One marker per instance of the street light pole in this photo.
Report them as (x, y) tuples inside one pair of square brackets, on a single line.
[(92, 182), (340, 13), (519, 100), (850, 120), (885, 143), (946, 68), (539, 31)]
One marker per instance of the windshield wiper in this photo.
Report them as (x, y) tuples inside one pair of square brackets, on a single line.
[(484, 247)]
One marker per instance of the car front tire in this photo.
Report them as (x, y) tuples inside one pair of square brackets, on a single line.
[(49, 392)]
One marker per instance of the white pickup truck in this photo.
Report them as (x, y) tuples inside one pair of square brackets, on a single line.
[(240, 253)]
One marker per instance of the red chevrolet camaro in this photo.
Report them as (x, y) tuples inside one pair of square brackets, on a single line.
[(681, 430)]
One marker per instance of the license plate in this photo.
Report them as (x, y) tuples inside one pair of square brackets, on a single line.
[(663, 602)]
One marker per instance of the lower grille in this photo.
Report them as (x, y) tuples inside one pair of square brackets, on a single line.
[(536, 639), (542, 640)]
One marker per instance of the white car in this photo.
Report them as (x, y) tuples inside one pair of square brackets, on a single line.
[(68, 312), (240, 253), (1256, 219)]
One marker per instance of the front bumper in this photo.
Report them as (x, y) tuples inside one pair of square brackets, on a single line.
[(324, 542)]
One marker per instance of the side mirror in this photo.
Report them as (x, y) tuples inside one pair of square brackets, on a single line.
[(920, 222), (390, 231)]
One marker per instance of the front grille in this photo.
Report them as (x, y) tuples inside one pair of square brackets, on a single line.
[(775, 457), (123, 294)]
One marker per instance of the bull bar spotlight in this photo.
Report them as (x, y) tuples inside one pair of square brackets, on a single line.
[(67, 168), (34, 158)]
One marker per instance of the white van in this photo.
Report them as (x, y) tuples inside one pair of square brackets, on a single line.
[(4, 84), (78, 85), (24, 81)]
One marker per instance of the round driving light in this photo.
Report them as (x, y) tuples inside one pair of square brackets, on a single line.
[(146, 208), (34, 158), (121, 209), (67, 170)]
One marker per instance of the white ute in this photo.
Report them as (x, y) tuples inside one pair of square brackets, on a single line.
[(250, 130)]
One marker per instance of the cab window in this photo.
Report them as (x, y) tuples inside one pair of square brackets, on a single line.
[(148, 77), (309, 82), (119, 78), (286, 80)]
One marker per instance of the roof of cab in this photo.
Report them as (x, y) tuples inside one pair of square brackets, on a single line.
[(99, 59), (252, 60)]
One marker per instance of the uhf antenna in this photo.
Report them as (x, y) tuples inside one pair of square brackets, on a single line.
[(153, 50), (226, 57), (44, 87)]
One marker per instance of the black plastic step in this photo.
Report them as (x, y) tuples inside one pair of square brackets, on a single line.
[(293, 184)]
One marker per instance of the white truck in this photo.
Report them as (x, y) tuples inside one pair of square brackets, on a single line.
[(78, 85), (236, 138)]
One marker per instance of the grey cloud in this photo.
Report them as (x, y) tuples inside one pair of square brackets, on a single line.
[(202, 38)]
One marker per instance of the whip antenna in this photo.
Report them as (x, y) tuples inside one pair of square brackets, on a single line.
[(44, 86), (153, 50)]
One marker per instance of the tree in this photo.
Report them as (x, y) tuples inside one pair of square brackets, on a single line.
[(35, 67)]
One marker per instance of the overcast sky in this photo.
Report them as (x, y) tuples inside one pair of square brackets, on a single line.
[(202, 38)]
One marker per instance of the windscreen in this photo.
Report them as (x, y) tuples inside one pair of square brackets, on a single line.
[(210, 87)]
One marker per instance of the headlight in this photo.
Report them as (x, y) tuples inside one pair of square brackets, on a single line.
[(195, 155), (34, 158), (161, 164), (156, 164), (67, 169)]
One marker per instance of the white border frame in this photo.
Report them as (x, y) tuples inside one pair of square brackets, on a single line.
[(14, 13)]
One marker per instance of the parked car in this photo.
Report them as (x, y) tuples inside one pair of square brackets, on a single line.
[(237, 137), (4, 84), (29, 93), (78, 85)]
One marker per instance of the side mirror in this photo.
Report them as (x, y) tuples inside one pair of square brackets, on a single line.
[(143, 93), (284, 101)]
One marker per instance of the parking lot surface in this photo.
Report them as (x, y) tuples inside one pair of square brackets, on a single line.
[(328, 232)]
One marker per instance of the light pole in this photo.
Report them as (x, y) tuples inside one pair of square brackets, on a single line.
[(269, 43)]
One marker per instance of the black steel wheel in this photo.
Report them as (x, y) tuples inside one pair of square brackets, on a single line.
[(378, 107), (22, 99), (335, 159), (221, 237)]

────────

What needs to be done => Would you give again, word for word, every line from the one with "One marker per instance of the white border" through the final line of the listing above?

Exercise output =>
One marker per instance of the white border frame in this photo.
Report them as (x, y) tuples inside one pair of square brackets, on a single line.
[(14, 13)]
One marker per instance of the parked car in this photo.
Report them as (x, y) tuples inside one pair of square brackets, on a single line.
[(237, 137), (4, 84), (29, 93), (78, 85)]
One marker per instance of the side mirror in this photo.
Report them as (x, y) tuples inside one pair of square brackets, on a single line.
[(143, 93), (284, 101)]
One marker per instance of the parking lot surface in this photo.
Report them as (x, y) tuples inside one pair of square brackets, on a single line.
[(328, 232)]
One marker per instance of the light pole in this photo.
Report them as (x, y) tuples inside one pair of square brackets, on a single line.
[(269, 43)]
One marker per instance of the black steel wheel in this photo.
Report them as (x, y) tuples inside one pair of square brackets, on a single line.
[(378, 107), (22, 99), (335, 159), (221, 237)]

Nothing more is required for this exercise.